[EXERCISE PROMPT]
Show each line of the listing in which the word "vertices" occurs.

(MATERIAL FOR THIS EXERCISE)

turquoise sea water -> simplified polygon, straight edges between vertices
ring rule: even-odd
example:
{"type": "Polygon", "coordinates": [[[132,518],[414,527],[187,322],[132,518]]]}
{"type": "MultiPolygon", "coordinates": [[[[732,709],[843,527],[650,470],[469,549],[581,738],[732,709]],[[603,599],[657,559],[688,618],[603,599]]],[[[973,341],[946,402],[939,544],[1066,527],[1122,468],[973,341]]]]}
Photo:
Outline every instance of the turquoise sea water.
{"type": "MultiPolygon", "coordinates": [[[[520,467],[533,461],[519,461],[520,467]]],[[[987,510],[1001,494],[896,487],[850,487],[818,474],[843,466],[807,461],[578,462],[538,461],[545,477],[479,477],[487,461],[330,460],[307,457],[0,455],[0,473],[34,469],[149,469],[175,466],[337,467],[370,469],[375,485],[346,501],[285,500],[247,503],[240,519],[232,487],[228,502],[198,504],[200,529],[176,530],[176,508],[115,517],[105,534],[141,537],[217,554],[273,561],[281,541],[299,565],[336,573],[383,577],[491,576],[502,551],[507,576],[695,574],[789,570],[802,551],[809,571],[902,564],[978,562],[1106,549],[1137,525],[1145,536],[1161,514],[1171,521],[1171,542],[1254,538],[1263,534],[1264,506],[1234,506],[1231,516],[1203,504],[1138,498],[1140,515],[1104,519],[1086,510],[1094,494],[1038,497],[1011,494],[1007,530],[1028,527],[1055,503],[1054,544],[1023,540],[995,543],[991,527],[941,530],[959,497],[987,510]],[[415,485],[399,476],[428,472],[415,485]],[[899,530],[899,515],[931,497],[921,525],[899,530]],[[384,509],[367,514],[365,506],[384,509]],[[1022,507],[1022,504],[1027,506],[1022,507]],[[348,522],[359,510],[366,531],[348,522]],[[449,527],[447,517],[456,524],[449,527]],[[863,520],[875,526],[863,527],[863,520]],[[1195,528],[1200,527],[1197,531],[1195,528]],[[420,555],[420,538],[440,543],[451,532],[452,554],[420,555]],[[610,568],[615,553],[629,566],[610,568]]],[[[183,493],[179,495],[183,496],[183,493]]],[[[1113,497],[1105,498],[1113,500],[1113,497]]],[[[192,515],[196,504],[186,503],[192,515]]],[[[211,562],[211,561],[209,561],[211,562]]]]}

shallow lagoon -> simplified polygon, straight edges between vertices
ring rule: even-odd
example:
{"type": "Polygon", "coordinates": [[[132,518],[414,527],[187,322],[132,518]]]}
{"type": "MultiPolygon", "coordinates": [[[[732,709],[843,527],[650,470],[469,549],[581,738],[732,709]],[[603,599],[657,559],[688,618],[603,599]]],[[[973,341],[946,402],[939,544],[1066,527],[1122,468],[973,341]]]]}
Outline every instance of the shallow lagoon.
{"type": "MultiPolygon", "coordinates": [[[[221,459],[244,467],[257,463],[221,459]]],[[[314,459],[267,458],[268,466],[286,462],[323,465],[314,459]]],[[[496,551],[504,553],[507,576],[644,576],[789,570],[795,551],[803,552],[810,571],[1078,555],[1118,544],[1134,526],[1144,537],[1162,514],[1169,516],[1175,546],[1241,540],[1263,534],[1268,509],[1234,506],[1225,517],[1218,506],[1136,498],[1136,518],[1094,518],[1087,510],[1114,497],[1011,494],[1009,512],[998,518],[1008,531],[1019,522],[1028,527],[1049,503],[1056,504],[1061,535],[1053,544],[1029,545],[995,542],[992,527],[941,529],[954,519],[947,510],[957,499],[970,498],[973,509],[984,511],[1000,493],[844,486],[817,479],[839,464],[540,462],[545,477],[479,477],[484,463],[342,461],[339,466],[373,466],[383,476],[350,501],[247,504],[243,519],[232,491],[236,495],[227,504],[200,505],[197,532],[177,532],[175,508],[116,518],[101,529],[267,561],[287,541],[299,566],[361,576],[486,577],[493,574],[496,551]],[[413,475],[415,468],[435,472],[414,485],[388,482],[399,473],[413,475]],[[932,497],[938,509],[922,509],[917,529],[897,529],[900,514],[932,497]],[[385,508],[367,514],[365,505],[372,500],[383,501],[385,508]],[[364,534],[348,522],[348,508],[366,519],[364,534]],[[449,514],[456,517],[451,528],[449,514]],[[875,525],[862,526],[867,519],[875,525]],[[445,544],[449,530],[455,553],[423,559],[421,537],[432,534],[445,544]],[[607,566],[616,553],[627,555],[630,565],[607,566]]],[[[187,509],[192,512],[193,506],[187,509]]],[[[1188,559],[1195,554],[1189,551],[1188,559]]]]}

(End MATERIAL FOR THIS EXERCISE)

[SOLUTION FOR THIS EXERCISE]
turquoise sea water -> simplified polygon, straight edges between vertices
shallow lagoon -> simplified polygon, straight edges between vertices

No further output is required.